◆ **Reading passage**:
□ □ □ □ □ □ □

# [SOLVED] bsod on startup



## joek0617 (Oct 19, 2012)

I got a bsod on starting up this morning.
win 7 oem
just re-installed a few weeks ago
I can't seem to get my sympath to work correctly for me to debug it


----------



## writhziden (Jul 23, 2012)

*Re: bsod on startup*

*Recommendations:*
Crash points to your ALCOR Micro SD Card Controller driver. *AmUStor.SYS Thu Jan 13 05:06:26 2011 (4D2EEAC2)*
ALCOR Micro SD Card Controller
http://www.carrona.org/drivers/driver.php?id=*AmUStor.SYS*​
Try to find an update if possible.

□ □ □ □ □ □ □

◆ **Record excerpts**:
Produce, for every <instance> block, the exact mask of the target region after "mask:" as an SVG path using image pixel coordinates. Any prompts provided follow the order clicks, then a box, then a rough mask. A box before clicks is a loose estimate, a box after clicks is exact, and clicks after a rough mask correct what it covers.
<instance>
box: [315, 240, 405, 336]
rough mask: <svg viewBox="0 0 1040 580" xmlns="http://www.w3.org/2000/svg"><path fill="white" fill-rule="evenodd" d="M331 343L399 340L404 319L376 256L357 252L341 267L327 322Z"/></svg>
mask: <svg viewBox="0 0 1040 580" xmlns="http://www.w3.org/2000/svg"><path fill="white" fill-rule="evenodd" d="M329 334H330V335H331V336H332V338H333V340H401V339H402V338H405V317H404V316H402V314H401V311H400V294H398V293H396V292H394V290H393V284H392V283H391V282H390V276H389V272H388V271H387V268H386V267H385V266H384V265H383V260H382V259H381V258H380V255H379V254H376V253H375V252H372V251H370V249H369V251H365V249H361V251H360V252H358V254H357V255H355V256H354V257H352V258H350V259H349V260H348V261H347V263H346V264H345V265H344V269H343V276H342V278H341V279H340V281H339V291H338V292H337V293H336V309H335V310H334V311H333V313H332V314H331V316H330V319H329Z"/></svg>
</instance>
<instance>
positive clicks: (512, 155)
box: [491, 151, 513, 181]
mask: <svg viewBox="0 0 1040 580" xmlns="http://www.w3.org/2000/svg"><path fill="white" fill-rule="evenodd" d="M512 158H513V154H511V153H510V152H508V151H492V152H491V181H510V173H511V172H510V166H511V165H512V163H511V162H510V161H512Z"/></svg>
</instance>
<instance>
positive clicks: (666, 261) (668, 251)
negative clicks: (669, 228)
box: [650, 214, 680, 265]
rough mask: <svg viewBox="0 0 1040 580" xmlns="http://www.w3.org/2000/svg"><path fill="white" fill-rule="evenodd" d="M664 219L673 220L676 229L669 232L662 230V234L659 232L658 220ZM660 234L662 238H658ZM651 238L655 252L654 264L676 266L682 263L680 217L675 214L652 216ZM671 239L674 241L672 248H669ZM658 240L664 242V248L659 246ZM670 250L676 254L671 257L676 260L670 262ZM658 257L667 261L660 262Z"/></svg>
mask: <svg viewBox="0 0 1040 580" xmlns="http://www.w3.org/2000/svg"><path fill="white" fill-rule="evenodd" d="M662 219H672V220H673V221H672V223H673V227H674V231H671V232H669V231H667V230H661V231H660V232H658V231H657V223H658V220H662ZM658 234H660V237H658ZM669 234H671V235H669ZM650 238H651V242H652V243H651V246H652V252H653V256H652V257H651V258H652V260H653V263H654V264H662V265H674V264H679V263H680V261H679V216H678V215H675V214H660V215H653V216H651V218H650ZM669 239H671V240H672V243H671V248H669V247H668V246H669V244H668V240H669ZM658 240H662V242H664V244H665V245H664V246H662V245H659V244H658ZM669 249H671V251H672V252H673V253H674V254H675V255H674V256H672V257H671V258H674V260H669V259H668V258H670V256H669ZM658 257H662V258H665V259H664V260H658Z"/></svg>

□ □ □ □ □ □ □

◆ **Questions to answer**:
A. In the startup crash thread, which driver does the reply name as the cause of the crash?
B. Translate this sentence from the startup crash thread into Spanish: "I got a bsod on starting up this morning."
C. Write what comes next in the startup crash thread, starting after its last line.
The rows play no part in this work.

◆ **Responses by task**:
A. The ALCOR Micro SD Card Controller driver, AmUStor.SYS.

B. Me salió un bsod al arrancar esta mañana.

C.
Is it a USB device?General USB Troubleshooting​

*Outdated and Problematic Drivers:*
You should update/replace/remove the following drivers. Any drivers that are known to cause BSODs, please remove the software or remove the drivers and then remove the device; steps to do so are given after the list of outdated drivers. If you have ASACPI.sys installed, make sure it is updated and not pre-2009; pre-2009 versions are known to cause BSODs: 

*kbfiltr.sys Mon Jul 20 03:21:42 2009 (4A643726)*
Dritek Keyboard Filter Driver
http://www.carrona.org/drivers/driver.php?id=*kbfiltr.sys*

*dtsoftbus01.sys Fri Jan 13 06:45:46 2012 (4F10358A)*
Daemon Tools driver [br] Possible BSOD issues in Win7
http://www.carrona.org/drivers/driver.php?id=*dtsoftbus01.sys*
​To update drivers, make sure to download the drivers from the manufacturer and not using 3rd party programs. Your drivers should be found from your motherboard support site (ASUS, Gigabyte, MSI, etc.) or your vendor support site (Dell, HP, Toshiba, Sony, etc.) first. If you have devices you bought yourself, the drivers for those devices need to be downloaded from the manufacturer support site for those devices. If you need help, let us know.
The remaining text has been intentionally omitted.